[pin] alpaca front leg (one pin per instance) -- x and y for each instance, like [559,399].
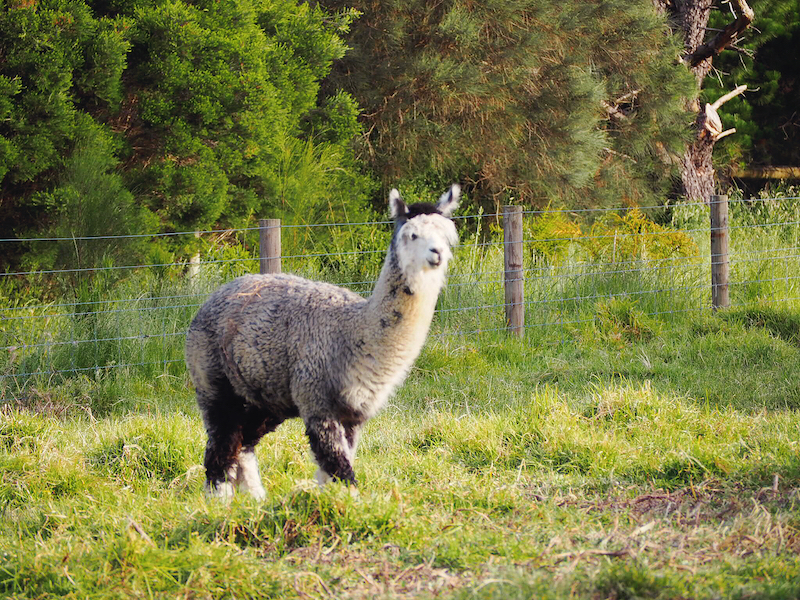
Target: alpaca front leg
[247,475]
[332,450]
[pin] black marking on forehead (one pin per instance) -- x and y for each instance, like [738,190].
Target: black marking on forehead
[415,210]
[421,208]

#### WORK INSTRUCTIONS
Render the lines above as a JSON list of strings with one string per line, omitting blank lines and the pictures.

#### OUTPUT OF THE EXERCISE
[
  "[pin] alpaca front leg (one pin per instance) -- x and y for each instance, like [559,399].",
  "Target: alpaca front leg",
  "[247,475]",
  "[332,450]",
  "[pin] black marking on forehead (one pin per instance) -- x and y for each instance, like [738,190].",
  "Target: black marking on forehead",
  "[415,210]",
  "[421,208]"
]